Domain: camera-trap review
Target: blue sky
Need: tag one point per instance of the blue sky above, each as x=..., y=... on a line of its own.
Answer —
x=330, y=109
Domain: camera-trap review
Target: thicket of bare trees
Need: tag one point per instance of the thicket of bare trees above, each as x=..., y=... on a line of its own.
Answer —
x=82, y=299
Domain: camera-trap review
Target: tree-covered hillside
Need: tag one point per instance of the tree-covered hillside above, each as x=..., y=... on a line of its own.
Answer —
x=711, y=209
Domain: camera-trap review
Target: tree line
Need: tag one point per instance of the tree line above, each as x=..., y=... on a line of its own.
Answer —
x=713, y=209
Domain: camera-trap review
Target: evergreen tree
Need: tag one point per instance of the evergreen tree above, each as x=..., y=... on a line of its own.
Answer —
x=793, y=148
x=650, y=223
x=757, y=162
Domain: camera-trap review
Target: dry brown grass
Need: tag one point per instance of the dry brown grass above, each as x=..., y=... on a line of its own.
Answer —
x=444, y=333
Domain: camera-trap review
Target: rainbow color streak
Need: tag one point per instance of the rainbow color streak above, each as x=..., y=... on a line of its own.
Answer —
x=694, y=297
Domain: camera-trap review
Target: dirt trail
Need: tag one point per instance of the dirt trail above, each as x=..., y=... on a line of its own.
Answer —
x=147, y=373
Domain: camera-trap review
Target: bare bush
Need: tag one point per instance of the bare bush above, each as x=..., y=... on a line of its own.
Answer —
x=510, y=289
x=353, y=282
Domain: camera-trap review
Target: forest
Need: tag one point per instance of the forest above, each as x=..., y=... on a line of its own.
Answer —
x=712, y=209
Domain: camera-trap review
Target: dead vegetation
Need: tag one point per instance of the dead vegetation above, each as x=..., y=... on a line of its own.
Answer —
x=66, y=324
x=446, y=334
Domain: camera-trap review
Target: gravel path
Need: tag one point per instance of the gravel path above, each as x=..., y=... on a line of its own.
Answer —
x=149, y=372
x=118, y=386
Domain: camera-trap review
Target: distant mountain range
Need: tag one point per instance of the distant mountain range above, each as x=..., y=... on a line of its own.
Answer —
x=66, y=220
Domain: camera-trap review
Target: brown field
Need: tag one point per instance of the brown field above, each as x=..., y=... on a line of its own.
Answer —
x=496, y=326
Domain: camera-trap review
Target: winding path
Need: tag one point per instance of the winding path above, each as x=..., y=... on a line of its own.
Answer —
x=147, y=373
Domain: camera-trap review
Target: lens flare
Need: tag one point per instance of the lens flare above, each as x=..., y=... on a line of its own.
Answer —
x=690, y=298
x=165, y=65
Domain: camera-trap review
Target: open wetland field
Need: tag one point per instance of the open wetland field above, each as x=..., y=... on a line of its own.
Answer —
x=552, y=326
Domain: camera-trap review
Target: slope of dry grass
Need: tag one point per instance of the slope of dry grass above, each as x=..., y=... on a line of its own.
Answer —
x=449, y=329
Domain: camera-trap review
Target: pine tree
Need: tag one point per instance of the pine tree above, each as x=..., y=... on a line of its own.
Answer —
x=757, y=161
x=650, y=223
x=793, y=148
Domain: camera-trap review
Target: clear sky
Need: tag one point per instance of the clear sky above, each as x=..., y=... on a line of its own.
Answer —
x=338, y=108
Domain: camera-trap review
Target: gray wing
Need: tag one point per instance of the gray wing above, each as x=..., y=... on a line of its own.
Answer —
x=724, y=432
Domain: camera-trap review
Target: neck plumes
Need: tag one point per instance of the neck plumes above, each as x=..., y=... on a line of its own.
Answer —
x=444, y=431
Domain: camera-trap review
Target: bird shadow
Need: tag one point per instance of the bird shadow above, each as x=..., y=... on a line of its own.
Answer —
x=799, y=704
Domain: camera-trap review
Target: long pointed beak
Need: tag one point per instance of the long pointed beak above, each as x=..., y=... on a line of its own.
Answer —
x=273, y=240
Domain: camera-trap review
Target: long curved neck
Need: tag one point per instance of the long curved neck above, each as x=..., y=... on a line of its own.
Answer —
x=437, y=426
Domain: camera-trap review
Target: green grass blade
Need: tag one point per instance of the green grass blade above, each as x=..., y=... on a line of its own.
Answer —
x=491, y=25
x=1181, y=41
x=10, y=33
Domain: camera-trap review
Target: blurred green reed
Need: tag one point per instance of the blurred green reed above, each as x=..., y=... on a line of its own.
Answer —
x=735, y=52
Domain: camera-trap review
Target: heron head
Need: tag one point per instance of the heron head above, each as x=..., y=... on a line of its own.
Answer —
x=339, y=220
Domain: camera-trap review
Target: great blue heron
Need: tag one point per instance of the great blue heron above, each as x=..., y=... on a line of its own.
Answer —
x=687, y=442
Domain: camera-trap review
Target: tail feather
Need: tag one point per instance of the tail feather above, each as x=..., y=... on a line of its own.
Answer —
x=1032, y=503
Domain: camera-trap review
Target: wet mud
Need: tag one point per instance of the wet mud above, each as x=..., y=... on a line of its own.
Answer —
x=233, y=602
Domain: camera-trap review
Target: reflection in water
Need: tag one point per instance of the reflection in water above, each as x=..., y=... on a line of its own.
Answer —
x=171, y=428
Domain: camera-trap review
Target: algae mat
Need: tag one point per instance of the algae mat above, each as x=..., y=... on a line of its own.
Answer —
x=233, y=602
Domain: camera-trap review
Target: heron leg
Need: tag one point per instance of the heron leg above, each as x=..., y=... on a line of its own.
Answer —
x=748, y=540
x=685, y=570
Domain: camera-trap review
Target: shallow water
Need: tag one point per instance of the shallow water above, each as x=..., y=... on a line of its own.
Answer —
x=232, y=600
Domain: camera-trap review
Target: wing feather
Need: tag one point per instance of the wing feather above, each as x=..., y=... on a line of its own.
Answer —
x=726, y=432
= = =
> **Goal of the exercise**
Can you reproduce all of the material above word for word?

> **Correct output**
Domain: camera-trap review
Target: blue sky
Need: tag one point per instance of the blue sky above, each as x=..., y=... on a line of its own.
Answer —
x=330, y=109
Domain: camera-trap review
Target: thicket of bare trees
Need: tag one point per instance of the thicket of bare trees above, each as x=..., y=... on a line of its own.
Answer —
x=82, y=299
Domain: camera-trap review
Target: tree-covered hillside
Need: tag one point per instance of the tree-covered hillside above, each as x=..., y=... on a line of its own.
Answer —
x=711, y=209
Domain: camera-trap review
Target: tree line
Need: tag one point per instance of the tree line above, each as x=..., y=... on a line of its own.
Answer —
x=713, y=209
Domain: camera-trap review
Target: evergreen tree
Need: tag one point per instance of the evergreen tree above, each as x=..., y=... on a line of its own.
Answer —
x=793, y=148
x=650, y=223
x=757, y=162
Domain: camera-trap review
Target: dry brown grass
Need: tag one point per instance of the dry brown grass above, each as x=..., y=... on a line of its own.
Answer —
x=444, y=333
Domain: camera-trap review
Target: rainbow color streak
Need: tag one point per instance of the rainbow color streak above, each as x=..., y=... on a line of its own.
Answer —
x=694, y=297
Domain: camera-trap review
Target: dirt trail
Need: tag one point per instance of the dirt trail above, each as x=..., y=... on a line of its own.
Answer —
x=147, y=373
Domain: camera-trap review
Target: bare bush
Need: tag one point per instance of the bare bush above, each as x=..., y=... on a line of its own.
Answer —
x=510, y=289
x=353, y=282
Domain: camera-trap review
Target: forest
Need: tag one point per instance of the forest above, each as x=..., y=... on a line of its own.
Answer —
x=712, y=209
Domain: camera-trap review
Target: dead vegetation
Need: tag one point per instance of the dead vegetation above, each as x=..., y=... on a line of its own.
Answer —
x=66, y=324
x=446, y=334
Domain: camera-trap review
Target: gravel path
Need: tag one point per instance of the gravel path above, each as x=..., y=... on a line of its own.
Answer —
x=149, y=372
x=118, y=386
Domain: camera-trap review
Target: distant mountain range
Need: tag one point per instance of the distant mountain range above, each as x=..., y=... on a line of its own.
Answer —
x=66, y=220
Domain: camera-trap review
Target: brown field
Need: tag one point per instance of the brown field above, each as x=..., y=... on a line of its own.
Answer —
x=496, y=326
Domain: camera-trap review
Target: winding path
Need: tag one point per instance of the winding path above, each as x=..., y=... on a line of its own.
Answer —
x=147, y=373
Domain: camera-trap review
Target: lens flare
Need: tag one point per instance of the lens flare above, each as x=..., y=... on a line of its own.
Answer —
x=690, y=298
x=165, y=65
Domain: camera-trap review
Target: open wetland field
Need: tag one point per instance of the open wetland field above, each as x=..., y=... on a line of its own.
Answer —
x=552, y=326
Domain: camera-trap review
Target: slope of dry grass
Need: tag one point per instance of the slope of dry grass above, each as x=..., y=... on a line of its own.
Answer —
x=449, y=329
Domain: camera-trap review
Target: pine tree
Need: tag one point per instance of the pine tree above, each as x=..., y=... on a line of its own.
Answer —
x=757, y=161
x=650, y=223
x=793, y=148
Domain: camera-trap review
Target: clear sky
Need: tag one point per instance of the clear sky above, each as x=..., y=... on a line of its own.
Answer —
x=338, y=108
Domain: camera-trap review
Target: gray wing
Need: tag one point per instance of the gray wing above, each as x=..., y=... on a line of its own.
Answer —
x=724, y=432
Domain: camera-trap review
Target: neck plumes
Need: tag one point per instance of the neck plumes above, each as x=..., y=... on a line of its own.
Answer —
x=444, y=431
Domain: camera-trap review
Target: bird shadow
Need: tag one point per instance of the bird shadow above, each as x=..., y=... on a line of its own.
Answer —
x=799, y=704
Domain: camera-trap review
Target: long pointed beak
Need: tag one point per instance of the long pointed beak above, each as x=..., y=... on a line of its own.
Answer —
x=273, y=240
Domain: camera-trap review
Target: long curved neck
Need: tag one point per instance of the long curved neck above, each as x=..., y=... on a line of its own.
Answer —
x=437, y=426
Domain: camera-trap review
Target: green grass blade
Need: tag one point per instance of the green grass blade above, each as x=..., y=... on a line of its own.
Answer —
x=491, y=25
x=1181, y=41
x=10, y=33
Domain: camera-trap review
Target: blurred green reed
Need: tag one point per instance of the blurred green reed above, each as x=..., y=... on a line of its own.
Answer —
x=735, y=52
Domain: camera-trap review
Target: heron head
Need: tag one point per instance of the heron head above, each as x=..., y=... on a line of its own.
Answer —
x=339, y=220
Domain: camera-trap review
Target: great blue heron
Need: tag one point per instance of the great blue heron above, each as x=..., y=... on a line of its own.
Answer —
x=687, y=442
Domain: camera-trap review
Target: tail feather
Need: tag one point per instance of the tail feather above, each as x=..., y=... on a line of its own.
Answer —
x=1032, y=503
Domain: camera-trap review
Target: wet mud
Need: tag one point per instance of the wet mud above, each as x=..., y=... on a line of its own.
Answer —
x=233, y=602
Domain: camera-trap review
Target: reflection in water
Need: tag one point per instance of the reflection in water above, each as x=..., y=... on a line of its own.
Answer —
x=171, y=428
Domain: camera-trap review
Target: algae mat
Need: tag one point per instance of the algae mat above, each as x=..., y=... on a line of its own.
Answer —
x=233, y=602
Domain: camera-trap review
Target: heron leg
Need: tag one point per instance of the heron leg above, each as x=..., y=... on a line of its own.
Answer —
x=748, y=540
x=685, y=570
Domain: camera-trap review
Target: shallow water
Need: tag one point per instance of the shallow water above, each as x=..., y=... on a line of its own.
Answer —
x=232, y=600
Domain: camera-trap review
Target: wing feather
Need: tag one point per instance of the wing feather above, each as x=..., y=... on a line of its own.
Answer —
x=726, y=432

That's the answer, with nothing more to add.